Lejos de todo, de Rafa Cervera (Jekyll y Jill) | por Óscar Brox

Rafa Cervera | Lejos de todo

Cuenta Simon Critchley en su pequeño estudio sobre David Bowie que su primera aparición en Top of the Pops supuso un pequeño terremoto en el seno de la sociedad inglesa. Fascinante en su androginia, autosuficiente y sofisticado, Bowie representaba una tercera vía para un público acostumbrado a los Stones o a los Beatles. Un (necesario) cambio de ritmo que, aun en el pesimismo que latía en sus letras, invitaba a mover las caderas para rebelarse contra el rígido corsé normativo que imponían la sociedad y la época. Algo de esa anécdota permanece en las primeras páginas de Lejos de todo, aunque las protagonice una versión algo más madura de Bowie. De un Bowie al que su autor, Rafa Cervera, convierte más que nunca en aquel extraterrestre al que Walter Tevis hizo caer sobre la tierra. Solo que en esta novela, ese otro mundo es una Valencia en pleno proceso de apertura democrática. Con la costra franquista secándose al sol de la playa del Saler. Un perfecto enclave para narrar el despertar juvenil, el camino iniciático y la influencia en esos dos episodios vitales de la música y la cultura que prendía en las canciones de David Bowie.

Bowie perdido en las calles del centro de la ciudad. De un centro que en aquella época, tal vez, ni eran tan cosmopolita ni imaginaba la futura gentrificación del casco histórico. Que, en cierto modo, conservaba el gusto por sus ruinas y por aquellos barrios chinos que invitaban a cambiar de ruta. Cervera imagina en ellos, como decimos, a un Bowie taciturno, desgastado por el ruido del tiempo, que cambia de ciudad, de contexto, de cultura, tal vez en busca de nuevos estímulos. De la razón de ser, especialmente, cuando se es una estrella; un camaleón. Alguien acostumbrado a la reinvención estilística permanente. Tan moderno que, por fuerza, le ha ganado la carrera cuerpo a cuerpo a su época. De ahí, en definitiva, que Bowie solo pueda ser un extraterrestre o, como su personaje en El ansia, un vampiro. O, sencillamente, una figura inalcanzable que la versión adolescente de su autor cree intuir desde el otro lado de la ventana. En ese gesto tan típico de estupefacción, cada vez que nos decimos que es imposible que algo así suceda a un palmo de distancia.

#### [MATERIAL PROPORCIONADO]
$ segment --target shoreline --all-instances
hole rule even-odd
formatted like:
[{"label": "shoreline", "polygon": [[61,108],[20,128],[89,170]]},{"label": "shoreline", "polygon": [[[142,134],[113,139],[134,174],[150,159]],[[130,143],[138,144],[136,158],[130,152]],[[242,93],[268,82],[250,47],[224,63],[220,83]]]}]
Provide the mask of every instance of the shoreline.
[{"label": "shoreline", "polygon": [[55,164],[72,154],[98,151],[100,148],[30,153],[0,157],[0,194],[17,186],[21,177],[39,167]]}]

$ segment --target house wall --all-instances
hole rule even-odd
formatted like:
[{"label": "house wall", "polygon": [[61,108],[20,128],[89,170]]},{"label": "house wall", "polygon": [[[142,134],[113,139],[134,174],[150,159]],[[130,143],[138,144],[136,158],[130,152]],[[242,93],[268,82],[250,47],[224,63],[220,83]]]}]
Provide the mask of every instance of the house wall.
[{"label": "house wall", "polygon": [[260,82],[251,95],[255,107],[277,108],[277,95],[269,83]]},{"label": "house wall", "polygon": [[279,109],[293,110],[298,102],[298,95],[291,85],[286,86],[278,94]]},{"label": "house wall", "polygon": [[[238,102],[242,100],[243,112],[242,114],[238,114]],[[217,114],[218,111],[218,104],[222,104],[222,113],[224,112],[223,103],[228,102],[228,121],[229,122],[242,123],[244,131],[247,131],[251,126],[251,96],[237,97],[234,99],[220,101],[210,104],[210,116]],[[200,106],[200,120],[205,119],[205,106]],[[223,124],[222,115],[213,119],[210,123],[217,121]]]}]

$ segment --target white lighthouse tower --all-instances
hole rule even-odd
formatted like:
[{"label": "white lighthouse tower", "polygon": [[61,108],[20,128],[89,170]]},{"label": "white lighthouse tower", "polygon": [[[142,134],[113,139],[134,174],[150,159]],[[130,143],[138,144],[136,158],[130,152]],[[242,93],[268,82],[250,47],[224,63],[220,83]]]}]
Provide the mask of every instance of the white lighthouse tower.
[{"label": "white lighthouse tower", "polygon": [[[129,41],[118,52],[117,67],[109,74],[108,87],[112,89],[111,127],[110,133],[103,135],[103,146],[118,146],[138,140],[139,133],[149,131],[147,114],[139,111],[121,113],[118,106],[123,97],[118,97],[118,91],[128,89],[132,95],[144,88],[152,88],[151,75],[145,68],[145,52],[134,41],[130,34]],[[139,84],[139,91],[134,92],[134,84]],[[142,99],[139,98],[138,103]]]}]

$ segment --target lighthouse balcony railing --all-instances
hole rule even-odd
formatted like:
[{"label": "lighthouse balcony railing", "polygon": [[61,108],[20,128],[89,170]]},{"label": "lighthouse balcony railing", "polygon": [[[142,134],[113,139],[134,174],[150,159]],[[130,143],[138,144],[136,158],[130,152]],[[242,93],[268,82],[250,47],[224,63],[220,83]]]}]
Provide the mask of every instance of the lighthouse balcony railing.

#### [EJERCICIOS]
a - Enumera todas las personas individuales cuyo nombre aparece en la reseña de Lejos de todo, incluido el encabezado. Deja fuera los grupos musicales.
b - Prolonga la reseña de Lejos de todo a partir de su último párrafo, con uno o dos párrafos nuevos en el mismo tono.

#### [SOLUCIONES]
a - Rafa Cervera, Óscar Brox, Simon Critchley, David Bowie, Walter Tevis

b -
Cervera deja que la acción transcurra entre la Valencia efervescente del centro de la ciudad y esa otra, de veraneo y periferia, que vive junto a la playa del Saler. Aislada. Con apenas contacto con la cultura (o la contracultura) que está abriendo una brecha en el establishment. Precisamente, la clase de espacio que define a su protagonista juvenil, encaprichado con la hermana de su mejor amigo y, al mismo tiempo, con el poderoso anhelo de un futuro escrito con las letras del rock’n’roll y narrado a 24 fotogramas por segundo. De ahí, en parte, ese sentimiento de falsa idealización con el que Cervera construye el decorado de su historia; los tropos habituales del género, el costumbrismo de una época de paréntesis en nuestra Historia y la euforia que bullía junto a las hormonas de los jóvenes. Por mucho que su autor, como en lo que explicaba Critchley, se esfuerce en separar el hedonismo tan característico de la idiosincrasia valenciana con lo que, pura y llanamente, es un despertar el universo de los adultos. Ese que, a toro pasado, siempre creemos que abarca lo que dura un verano. Que pensamos que llegará cuando termina cada uno de los veranos de nuestra adolescencia.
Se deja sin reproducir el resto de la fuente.